↓
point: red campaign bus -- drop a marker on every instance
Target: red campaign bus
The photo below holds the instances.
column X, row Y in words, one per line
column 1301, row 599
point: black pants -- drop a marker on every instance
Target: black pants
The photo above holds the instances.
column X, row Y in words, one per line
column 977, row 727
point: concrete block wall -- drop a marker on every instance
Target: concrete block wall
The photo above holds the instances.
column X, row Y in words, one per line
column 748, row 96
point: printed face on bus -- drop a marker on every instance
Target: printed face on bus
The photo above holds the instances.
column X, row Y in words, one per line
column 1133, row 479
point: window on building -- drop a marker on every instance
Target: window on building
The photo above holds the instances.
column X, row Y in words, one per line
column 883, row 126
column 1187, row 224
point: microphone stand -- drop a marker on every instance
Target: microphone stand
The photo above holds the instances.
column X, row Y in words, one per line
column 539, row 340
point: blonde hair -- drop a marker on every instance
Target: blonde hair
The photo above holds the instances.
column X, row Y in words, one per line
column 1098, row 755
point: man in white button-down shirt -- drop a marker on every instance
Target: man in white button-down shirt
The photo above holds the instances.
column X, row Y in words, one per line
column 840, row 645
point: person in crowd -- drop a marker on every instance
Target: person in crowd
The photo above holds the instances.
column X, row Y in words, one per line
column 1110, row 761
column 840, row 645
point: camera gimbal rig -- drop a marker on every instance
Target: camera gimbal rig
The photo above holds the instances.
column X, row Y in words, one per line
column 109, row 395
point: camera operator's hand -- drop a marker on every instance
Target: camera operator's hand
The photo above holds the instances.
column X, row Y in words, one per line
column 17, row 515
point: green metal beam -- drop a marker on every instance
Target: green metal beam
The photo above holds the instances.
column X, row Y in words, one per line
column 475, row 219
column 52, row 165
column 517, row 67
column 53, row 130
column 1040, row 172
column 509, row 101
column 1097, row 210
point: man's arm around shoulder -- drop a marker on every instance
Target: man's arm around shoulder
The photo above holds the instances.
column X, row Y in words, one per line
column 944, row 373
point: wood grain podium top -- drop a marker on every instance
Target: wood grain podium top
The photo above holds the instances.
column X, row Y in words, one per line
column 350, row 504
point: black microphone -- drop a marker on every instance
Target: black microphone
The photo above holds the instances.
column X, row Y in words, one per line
↑
◆ Given instruction ◆
Quote the entries above word for word, starting at the line that contains "point: person in" and ending with the last line of the entries.

◆ Answer ◆
point: person in crowd -- drop a marker on every instance
Target: person in crowd
The photo above holds the instances.
column X, row Y in words, one per line
column 1110, row 761
column 840, row 645
point: camera gimbal rig -- drop a marker on every instance
Target: camera gimbal rig
The photo above holds the instances.
column X, row Y in words, one per line
column 109, row 395
point: camera operator's hand -- drop a marker on every instance
Target: camera operator's hand
The photo above holds the instances.
column X, row Y in words, one per line
column 17, row 515
point: green metal beam -- drop a marker on every instance
Target: green metal beam
The photo above holds the instances.
column X, row Y in words, one per line
column 475, row 219
column 52, row 165
column 517, row 67
column 53, row 130
column 1040, row 172
column 509, row 101
column 1097, row 210
point: man's arm around shoulder -- drop a marker on every instance
Target: man's arm around shoulder
The photo above holds the instances.
column X, row Y in words, one per line
column 944, row 373
point: wood grain podium top -- drop a marker on every instance
Target: wood grain podium top
The photo above holds the instances.
column X, row Y in words, one per line
column 350, row 504
point: black microphone -- drop a marker on every instance
Target: black microphone
The photo above holds the instances.
column X, row Y in words, one per line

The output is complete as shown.